[Action item]: In the records that follow, skip the pictures and print everything else exactly.

---------- Material for the task ----------

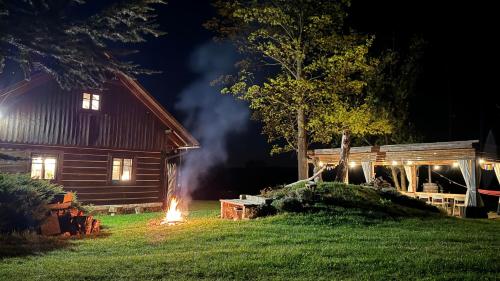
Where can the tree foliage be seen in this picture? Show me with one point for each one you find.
(72, 40)
(303, 72)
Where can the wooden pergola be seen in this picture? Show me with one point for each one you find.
(461, 154)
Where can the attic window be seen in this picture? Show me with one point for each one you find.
(91, 101)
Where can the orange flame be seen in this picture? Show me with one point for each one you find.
(173, 215)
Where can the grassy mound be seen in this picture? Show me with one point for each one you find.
(346, 199)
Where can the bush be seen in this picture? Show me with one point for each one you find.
(23, 202)
(304, 194)
(366, 200)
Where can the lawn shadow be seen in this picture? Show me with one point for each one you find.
(29, 243)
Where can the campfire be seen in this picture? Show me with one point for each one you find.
(173, 215)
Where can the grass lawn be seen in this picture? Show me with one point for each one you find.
(283, 247)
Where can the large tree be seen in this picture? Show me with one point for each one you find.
(303, 73)
(73, 40)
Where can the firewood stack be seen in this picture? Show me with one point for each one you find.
(67, 220)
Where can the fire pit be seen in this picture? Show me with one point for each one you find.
(174, 215)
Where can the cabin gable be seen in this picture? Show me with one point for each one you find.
(46, 115)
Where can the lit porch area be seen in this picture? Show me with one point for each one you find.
(428, 158)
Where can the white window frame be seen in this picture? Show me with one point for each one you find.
(121, 167)
(91, 101)
(44, 165)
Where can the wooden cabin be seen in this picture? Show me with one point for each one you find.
(111, 147)
(463, 155)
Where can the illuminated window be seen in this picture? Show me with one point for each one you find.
(122, 169)
(43, 167)
(91, 101)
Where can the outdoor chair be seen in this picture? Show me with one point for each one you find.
(423, 197)
(438, 201)
(458, 203)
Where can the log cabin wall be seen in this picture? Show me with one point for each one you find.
(48, 120)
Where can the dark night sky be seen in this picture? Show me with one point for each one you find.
(457, 97)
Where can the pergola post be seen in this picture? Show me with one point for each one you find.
(346, 179)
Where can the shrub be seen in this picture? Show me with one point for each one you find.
(304, 194)
(23, 202)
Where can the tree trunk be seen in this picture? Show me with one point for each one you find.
(345, 148)
(395, 178)
(301, 145)
(403, 179)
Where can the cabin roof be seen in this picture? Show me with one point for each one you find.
(133, 86)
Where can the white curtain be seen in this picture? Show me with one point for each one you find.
(409, 176)
(496, 167)
(367, 170)
(468, 169)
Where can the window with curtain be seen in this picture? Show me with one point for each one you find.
(91, 101)
(122, 169)
(43, 167)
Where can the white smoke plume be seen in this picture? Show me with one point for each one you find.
(211, 116)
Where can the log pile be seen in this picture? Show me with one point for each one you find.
(67, 220)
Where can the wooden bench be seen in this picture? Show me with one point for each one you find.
(242, 208)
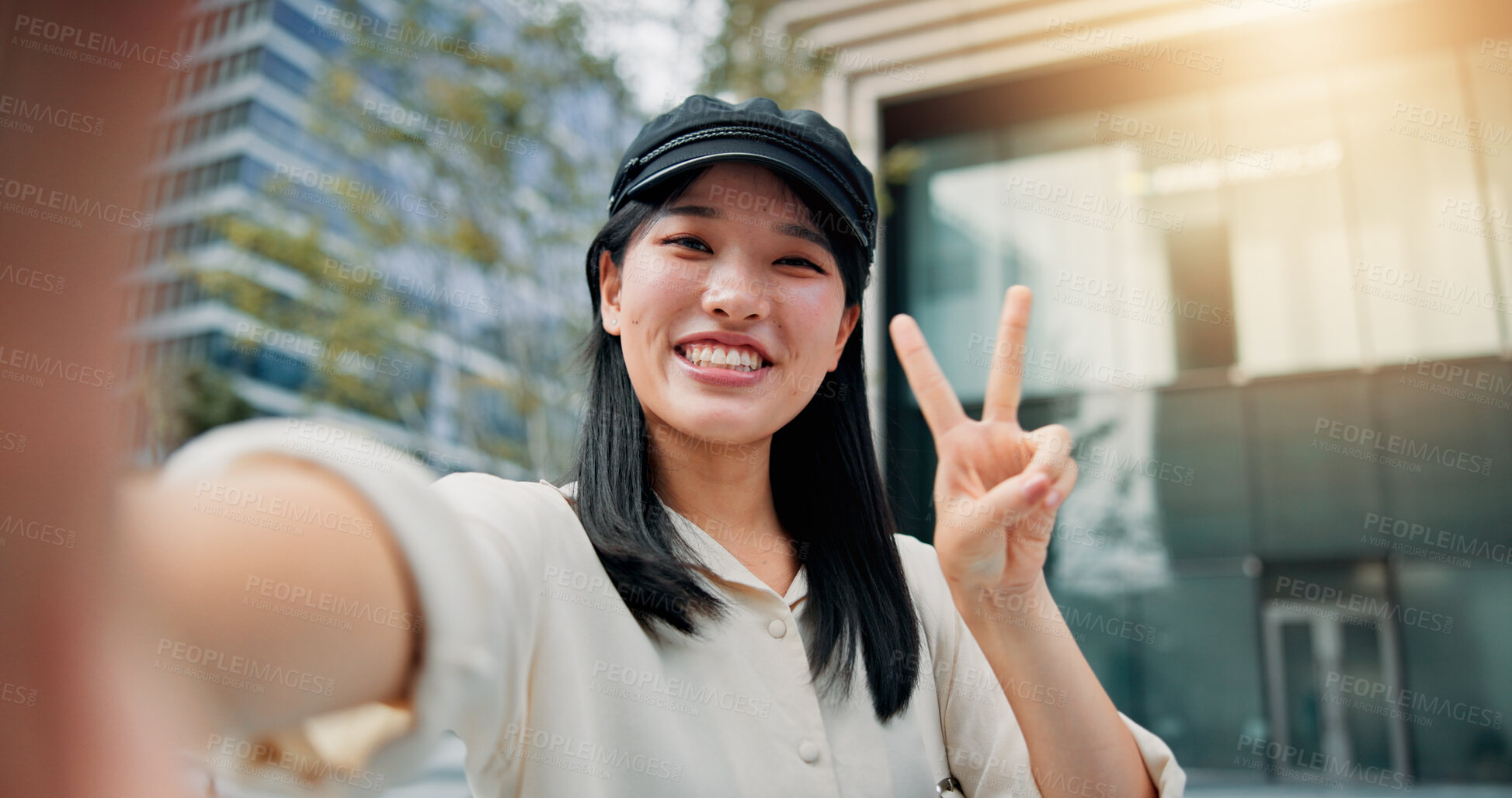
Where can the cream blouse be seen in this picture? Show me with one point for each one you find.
(533, 659)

----------

[Expected answer]:
Where can the tree foliage be seen in this picture? Show me with one point for each one you find.
(72, 40)
(303, 72)
Where can the wooden pergola be seen in this picture? Show me with one point for each one you find.
(461, 154)
Where can the attic window be seen in this picture? Show me with one point for each one you find.
(91, 101)
Where can the orange flame be seen in this picture? Show me with one point for each one you find.
(173, 215)
Where can the grassy mound be seen in this picture? Show me with one point for each one you find.
(346, 199)
Where can the bush be seen in this picture? Show me with one point for each one you find.
(23, 202)
(304, 194)
(366, 200)
Where can the lawn shadow be seen in this picture? Show me with one point for each one you find.
(29, 243)
Where can the campfire be seen in this picture? Show me with one point for each one you find.
(173, 215)
Where can the grass lawn be seen in this picture? Show me with one point for each one you find.
(283, 247)
Where can the large tree be seen in this picture? Show me with one point for each one you find.
(303, 73)
(73, 40)
Where can the firewood stack be seen in this picture? Show me with one point for each one you find.
(67, 220)
Where can the fire pit be seen in this picture? Show me with one point for each one you find.
(174, 215)
Where can the cabin gable be seen in this picture? Show me with one point for each one you find.
(46, 115)
Where can the lit porch area be seen in this picture? Show me with one point for each one you find.
(428, 158)
Where can the white window frame be seen in this picture? Show me with one point for each one you find.
(121, 167)
(91, 101)
(44, 165)
Where can the wooden cabin be seen in this picture? Show me with one point for each one you find.
(111, 147)
(463, 155)
Where can the illuminated window be seen in this picture? Show me with one point for each one you find.
(122, 169)
(43, 167)
(91, 101)
Where can the outdoor chair be seen in this picture? Show me with one point for each one you find.
(423, 197)
(438, 201)
(458, 203)
Where can the log cabin wall be seen in this picture? Show me with one point for each one you find.
(48, 120)
Where can the dark night sky be seen in this picture? Show me with one point for each one you find.
(457, 97)
Where can the pergola post be seen in this picture? Show me with one point for each one you find.
(346, 179)
Where can the shrub be seen in this picture? Show me with one point for each one you find.
(304, 194)
(23, 202)
Where can the tree trunk be seen in this picture? Show me with one point for each one you find.
(345, 148)
(395, 178)
(301, 145)
(403, 179)
Where can the cabin roof be seen in this picture? Show me with one point for each one you find.
(133, 86)
Where can the white curtain be seen in this picture? Show me with one point for each one you find.
(409, 176)
(496, 167)
(367, 170)
(468, 169)
Where can the window with curtain be seen in this picture? Show me with one point for each one you find.
(91, 101)
(122, 169)
(43, 167)
Where can the white smoke plume be seen in this picture? Show me with one point for each one you find.
(211, 116)
Where can the log pile be seen in this picture? Show me with one point for each one you find.
(67, 220)
Where can the wooden bench be seen in this picture? Show me with one point for each one you find.
(242, 208)
Where can the cream blouse be seen in this picture? Show me with one point for each one you find.
(533, 659)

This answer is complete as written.